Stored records
==================================================

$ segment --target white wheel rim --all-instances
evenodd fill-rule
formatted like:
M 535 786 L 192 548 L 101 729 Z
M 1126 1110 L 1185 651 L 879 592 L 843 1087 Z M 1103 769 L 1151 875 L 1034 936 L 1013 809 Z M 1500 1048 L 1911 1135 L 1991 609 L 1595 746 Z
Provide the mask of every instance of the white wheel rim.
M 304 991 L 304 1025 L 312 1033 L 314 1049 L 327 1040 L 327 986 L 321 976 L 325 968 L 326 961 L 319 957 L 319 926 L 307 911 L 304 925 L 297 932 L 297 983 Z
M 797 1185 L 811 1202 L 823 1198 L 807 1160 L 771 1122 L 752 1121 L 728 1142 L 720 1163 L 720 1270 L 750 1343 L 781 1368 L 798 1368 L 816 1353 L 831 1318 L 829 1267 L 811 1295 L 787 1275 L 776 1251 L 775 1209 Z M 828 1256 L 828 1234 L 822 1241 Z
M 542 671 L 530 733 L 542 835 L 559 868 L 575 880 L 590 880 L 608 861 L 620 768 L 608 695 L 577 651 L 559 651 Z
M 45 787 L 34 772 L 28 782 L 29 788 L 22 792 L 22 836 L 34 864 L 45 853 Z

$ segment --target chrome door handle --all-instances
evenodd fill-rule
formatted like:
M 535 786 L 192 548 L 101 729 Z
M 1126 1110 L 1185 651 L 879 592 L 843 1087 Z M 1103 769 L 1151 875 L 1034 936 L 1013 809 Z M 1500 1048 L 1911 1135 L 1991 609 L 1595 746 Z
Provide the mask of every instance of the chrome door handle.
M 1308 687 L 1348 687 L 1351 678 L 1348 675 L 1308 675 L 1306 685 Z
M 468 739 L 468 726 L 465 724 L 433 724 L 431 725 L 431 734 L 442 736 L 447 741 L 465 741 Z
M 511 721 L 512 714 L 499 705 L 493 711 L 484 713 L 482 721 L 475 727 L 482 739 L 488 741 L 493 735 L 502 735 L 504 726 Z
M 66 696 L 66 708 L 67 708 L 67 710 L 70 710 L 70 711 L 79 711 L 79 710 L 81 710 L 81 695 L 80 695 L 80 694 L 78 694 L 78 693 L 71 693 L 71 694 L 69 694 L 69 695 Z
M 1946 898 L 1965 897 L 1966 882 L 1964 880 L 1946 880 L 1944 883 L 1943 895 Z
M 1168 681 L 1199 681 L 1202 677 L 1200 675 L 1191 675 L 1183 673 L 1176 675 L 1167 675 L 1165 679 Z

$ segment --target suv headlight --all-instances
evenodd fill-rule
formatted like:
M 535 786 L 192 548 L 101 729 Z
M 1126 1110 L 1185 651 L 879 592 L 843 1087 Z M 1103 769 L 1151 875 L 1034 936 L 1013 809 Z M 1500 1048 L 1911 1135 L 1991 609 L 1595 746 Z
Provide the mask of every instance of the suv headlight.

==================================================

**What you will do**: The answer must consist of every line from the entries above that contains the string "headlight".

**Output below**:
$ segment --target suv headlight --all-instances
Provide the mask of every instance of the suv headlight.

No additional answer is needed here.